#### WHAT YOU WILL DO:
When you return the data, keep each character exactly as it appears.

#### SOURCE DATA:
<<<<

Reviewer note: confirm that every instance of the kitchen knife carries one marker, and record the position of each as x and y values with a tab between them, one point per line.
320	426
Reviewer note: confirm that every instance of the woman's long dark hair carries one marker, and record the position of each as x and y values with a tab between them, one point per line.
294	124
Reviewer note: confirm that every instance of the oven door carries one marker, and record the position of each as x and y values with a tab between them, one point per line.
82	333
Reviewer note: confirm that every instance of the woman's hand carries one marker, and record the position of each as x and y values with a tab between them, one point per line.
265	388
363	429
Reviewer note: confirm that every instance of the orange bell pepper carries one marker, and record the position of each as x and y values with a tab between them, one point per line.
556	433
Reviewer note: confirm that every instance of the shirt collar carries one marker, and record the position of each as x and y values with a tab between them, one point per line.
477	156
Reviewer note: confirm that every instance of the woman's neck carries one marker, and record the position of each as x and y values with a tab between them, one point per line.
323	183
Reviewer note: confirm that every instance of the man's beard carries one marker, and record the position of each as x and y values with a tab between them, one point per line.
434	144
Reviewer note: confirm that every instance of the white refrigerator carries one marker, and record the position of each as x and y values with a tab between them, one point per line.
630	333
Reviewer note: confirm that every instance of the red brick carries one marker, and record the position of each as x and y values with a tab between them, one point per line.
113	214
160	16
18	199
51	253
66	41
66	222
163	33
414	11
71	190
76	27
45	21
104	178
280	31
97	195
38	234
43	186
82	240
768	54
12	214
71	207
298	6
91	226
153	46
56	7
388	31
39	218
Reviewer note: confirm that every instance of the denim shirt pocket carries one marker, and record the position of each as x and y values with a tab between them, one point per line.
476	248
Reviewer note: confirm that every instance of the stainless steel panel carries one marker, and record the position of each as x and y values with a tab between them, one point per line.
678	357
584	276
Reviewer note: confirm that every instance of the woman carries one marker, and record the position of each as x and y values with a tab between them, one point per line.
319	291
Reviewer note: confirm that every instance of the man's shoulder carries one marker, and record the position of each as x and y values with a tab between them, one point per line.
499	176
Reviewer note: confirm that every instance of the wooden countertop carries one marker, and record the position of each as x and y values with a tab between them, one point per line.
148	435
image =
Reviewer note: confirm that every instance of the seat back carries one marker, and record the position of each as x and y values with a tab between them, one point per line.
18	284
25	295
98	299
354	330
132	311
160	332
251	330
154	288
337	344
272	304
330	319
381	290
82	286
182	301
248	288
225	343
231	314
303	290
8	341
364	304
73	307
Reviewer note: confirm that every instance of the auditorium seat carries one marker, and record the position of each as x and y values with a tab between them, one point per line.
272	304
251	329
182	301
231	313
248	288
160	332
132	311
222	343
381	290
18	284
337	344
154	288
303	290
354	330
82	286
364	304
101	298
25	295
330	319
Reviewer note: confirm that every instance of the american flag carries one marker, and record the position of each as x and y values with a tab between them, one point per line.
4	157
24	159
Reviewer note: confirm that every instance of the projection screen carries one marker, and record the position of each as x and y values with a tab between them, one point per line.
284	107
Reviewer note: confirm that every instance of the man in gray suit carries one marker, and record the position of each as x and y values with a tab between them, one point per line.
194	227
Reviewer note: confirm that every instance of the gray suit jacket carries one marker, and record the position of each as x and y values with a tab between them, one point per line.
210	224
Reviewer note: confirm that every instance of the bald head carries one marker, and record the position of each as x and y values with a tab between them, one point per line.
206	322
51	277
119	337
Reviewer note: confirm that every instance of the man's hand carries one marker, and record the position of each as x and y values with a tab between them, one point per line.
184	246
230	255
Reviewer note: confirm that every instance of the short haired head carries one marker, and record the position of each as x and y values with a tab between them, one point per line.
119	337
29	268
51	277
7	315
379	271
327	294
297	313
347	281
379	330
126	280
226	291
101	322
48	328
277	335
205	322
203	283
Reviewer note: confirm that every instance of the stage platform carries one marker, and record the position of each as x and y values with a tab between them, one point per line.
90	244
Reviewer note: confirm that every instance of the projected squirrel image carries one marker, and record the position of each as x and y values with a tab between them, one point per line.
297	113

>>>>

#### ANSWER SPACE:
Reviewer note: confirm that every instance of the kitchen knife carries one marker, and record the position of each as x and y values with a tab between them, one point per line.
320	426
Reviewer note: confirm that every instance of the woman's long dark hair carries one marker, and record the position of each as x and y values with a tab between them, one point per line.
294	124
Reviewer note: confirm that every instance of the oven door carries one marker, and record the position of each as x and y values with a tab between them, one point per line.
82	333
Reviewer note: confirm that every instance of the woman's hand carries one marker, and record the position of each as x and y values with a tab between them, one point per line.
265	388
363	429
Reviewer note: confirm that every instance of the orange bell pepper carries one marker, and record the position of each as x and y values with a tab between them, one point per line.
556	433
Reviewer note: confirm that every instance of the shirt collar carries one marker, and record the position of each as x and y values with a tab between them, one point per line.
477	156
Reviewer note: confirm that every instance of the woman's neck carries one marker, and record the position of each as x and y values with a tab between them, one point per line.
323	183
Reviewer note: confirm that every instance of the man's beard carries one marker, and record the position of each as x and y values with a tab between them, one point per line.
434	144
Reviewer note: confirm that every instance of the white refrigerator carries one marker, and record the position of each as x and y values with a tab between them, one point per line.
630	333
Reviewer note: confirm that every instance of the red brick carries one marker, and record the position of each as x and y values with a tab between them, one point per line.
113	214
160	16
18	199
51	253
66	41
66	222
163	33
414	11
71	190
76	27
45	21
104	178
280	31
97	195
38	234
43	186
82	240
768	54
12	214
71	207
298	6
91	226
153	46
56	7
388	31
39	218
Reviewer note: confirm that every instance of the denim shirt pocket carries one marker, and record the position of each as x and y values with a tab between them, one point per line.
476	248
Reviewer note: confirm that every instance of the stainless steel panel carries one marker, and record the position of each as x and y values with a tab between them, one point per line.
678	357
584	276
Reviewer note: confirm that every instance of the woman carries one marker, and record the position of each as x and y values with a tab between them, one point per line.
319	291
Reviewer note: confirm that every instance of the man's shoulder carries one marker, and record the position of each as x and y values with a tab between them, one point per line.
499	176
Reviewer note: confirm that every instance of the wooden countertop carries one marker, and record the position of each as x and y values with a tab between them, one point per line.
148	435
image =
Reviewer note: confirm that every instance of the seat back carries one marker, and record the position of each as x and y values with a tab between them, one point per line.
18	284
25	295
98	299
354	330
132	311
160	332
251	330
154	288
337	344
272	304
330	319
381	290
82	286
182	301
248	288
225	343
231	314
303	290
8	341
364	304
73	307
Reviewer note: confirm that every instance of the auditorium seat carries one marker, and record the position of each as x and y values with a tab between them, one point per line.
272	304
251	329
182	301
231	313
248	288
160	332
132	311
222	343
381	290
18	284
337	344
154	288
303	290
354	330
82	286
364	304
101	298
25	295
330	319
Reviewer note: confirm that every instance of the american flag carries one marker, and record the position of each as x and y values with a tab between them, one point per line.
4	157
24	159
Reviewer note: confirm that every instance of the projection screen carries one marker, and record the position of each as x and y values with a tab between them, one point per line.
284	107
Reviewer note: confirm that every instance of the man in gray suit carries one marker, and record the position of each as x and y values with a tab between them, one point per line.
194	227
Reviewer note: confirm that every instance of the gray suit jacket carries one marker, and record the position of each as x and y values with a tab between them, one point per line.
210	224
Reviewer note: confirm that every instance of the bald head carries one marker, and record the position of each as x and y values with a tab between them, one point per line.
206	322
51	277
119	337
Reviewer note: confirm that every instance of the man's hand carries one marker, and record the position of each as x and y values with a tab between them, one point per line.
184	246
230	255
Reviewer note: confirm that every instance of the short haired head carries one marker, and record the position of each as x and y values with a tab between them, one point per line.
119	337
29	268
51	277
7	315
379	271
327	294
297	313
347	281
379	330
126	280
226	291
101	322
48	328
277	335
205	322
203	283
Reviewer note: confirm that every instance of the stage platform carries one marker, and record the position of each as x and y values with a tab between them, one point per line.
90	244
Reviewer note: confirm that every instance of the projected squirrel image carries one marker, and record the position of each as x and y values with a tab between them, one point per line.
297	113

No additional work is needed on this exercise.